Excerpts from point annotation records
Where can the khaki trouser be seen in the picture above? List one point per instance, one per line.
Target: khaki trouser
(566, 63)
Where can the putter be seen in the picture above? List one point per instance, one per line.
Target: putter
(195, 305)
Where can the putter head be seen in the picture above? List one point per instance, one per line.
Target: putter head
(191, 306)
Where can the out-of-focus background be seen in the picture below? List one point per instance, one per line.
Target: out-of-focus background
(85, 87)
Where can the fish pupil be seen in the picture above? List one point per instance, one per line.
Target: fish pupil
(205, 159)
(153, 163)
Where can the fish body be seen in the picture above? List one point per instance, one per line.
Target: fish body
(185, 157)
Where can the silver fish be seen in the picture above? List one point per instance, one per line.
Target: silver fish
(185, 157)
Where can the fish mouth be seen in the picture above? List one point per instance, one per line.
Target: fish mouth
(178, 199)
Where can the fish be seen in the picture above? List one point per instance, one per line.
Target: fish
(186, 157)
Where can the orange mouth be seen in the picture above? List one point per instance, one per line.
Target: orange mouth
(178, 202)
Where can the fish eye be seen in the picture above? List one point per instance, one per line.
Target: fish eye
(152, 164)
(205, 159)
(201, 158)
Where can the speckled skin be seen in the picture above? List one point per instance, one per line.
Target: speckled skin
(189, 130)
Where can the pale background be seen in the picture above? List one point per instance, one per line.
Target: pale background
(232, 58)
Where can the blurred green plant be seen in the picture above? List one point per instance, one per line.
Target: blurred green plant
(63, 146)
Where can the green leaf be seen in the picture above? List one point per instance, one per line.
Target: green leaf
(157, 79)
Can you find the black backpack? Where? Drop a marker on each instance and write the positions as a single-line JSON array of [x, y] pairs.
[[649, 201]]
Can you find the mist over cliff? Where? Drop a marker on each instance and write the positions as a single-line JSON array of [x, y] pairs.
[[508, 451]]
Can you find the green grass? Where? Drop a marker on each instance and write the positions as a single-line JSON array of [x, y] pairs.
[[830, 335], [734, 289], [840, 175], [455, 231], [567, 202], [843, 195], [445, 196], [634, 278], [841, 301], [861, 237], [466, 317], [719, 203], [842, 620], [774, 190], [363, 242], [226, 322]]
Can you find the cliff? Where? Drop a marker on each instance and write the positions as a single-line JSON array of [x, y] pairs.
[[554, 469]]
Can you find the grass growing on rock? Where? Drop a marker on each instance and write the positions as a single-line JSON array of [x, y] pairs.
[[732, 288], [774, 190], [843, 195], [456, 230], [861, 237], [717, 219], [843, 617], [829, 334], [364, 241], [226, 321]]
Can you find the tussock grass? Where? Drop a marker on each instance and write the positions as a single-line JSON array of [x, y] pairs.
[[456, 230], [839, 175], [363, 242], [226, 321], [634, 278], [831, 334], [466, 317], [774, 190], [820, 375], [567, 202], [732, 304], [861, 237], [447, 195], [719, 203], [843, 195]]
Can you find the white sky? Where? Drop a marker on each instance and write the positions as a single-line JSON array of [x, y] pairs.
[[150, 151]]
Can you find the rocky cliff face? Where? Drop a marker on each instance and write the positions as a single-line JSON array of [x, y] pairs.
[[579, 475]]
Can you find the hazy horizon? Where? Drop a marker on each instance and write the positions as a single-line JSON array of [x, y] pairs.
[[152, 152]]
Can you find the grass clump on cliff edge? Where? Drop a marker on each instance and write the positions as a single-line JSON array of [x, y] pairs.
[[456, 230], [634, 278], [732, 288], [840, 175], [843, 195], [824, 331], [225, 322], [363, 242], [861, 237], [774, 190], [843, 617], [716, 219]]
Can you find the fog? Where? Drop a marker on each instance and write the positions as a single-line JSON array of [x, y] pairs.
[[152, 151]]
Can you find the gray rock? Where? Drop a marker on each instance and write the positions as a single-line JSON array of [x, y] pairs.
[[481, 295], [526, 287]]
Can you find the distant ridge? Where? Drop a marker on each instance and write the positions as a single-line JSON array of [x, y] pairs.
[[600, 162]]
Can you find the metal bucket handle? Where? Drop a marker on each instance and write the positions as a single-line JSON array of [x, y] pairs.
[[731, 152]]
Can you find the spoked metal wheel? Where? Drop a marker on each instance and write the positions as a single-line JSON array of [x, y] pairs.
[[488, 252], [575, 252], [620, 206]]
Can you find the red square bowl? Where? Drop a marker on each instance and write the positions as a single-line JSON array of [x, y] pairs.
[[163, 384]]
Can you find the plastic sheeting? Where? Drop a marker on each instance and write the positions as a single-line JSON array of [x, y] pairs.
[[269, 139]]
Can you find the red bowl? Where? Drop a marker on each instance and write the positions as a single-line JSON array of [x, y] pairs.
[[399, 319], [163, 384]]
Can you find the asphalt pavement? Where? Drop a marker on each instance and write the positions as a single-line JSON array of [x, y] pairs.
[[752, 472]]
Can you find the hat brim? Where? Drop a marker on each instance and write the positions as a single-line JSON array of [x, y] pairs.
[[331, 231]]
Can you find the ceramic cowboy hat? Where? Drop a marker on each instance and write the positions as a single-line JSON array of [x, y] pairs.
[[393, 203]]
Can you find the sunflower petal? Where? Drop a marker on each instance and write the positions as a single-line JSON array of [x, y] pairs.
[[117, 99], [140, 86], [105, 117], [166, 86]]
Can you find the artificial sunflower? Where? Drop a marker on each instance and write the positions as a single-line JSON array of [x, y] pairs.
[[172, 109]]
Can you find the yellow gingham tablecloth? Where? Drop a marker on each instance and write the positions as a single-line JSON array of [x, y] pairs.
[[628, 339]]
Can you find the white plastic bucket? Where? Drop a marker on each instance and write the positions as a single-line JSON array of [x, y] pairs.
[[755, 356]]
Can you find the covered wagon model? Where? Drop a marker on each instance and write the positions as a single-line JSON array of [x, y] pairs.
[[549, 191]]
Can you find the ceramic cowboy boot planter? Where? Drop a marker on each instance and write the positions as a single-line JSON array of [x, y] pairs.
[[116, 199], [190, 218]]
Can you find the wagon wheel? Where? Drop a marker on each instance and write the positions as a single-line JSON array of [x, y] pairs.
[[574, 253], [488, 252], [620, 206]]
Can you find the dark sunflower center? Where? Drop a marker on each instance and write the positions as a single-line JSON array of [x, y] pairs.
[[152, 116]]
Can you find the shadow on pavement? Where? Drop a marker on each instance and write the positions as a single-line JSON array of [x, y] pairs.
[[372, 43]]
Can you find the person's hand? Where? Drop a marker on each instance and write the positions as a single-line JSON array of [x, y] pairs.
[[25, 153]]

**REQUEST:** Rewrite only the part that opens with the line containing "Can you find the rocky" and closes with the line containing "617], [716, 219]]", replacing "hazy horizon" with "misty horizon" and leaving everything else unchanged.

**EXPECTED ANSWER:**
Can you find the rocky cliff face? Where? Drop a marker on each instance and write the positions as a single-line JSON array of [x, y] pairs.
[[579, 475]]
Can you find the misty horizon? Where? Drop a marker on each instance and write the positions as a single-line JSON array of [x, y] pairs.
[[152, 152]]
Can you find the grass clump on cliff edge? Where? Drop a marker on each instance and write the positions as a single-line JSON array of [x, y] pairs.
[[456, 230], [634, 278], [732, 288], [840, 175], [843, 195], [824, 331], [225, 322], [363, 242], [861, 237], [774, 190], [843, 617], [716, 219]]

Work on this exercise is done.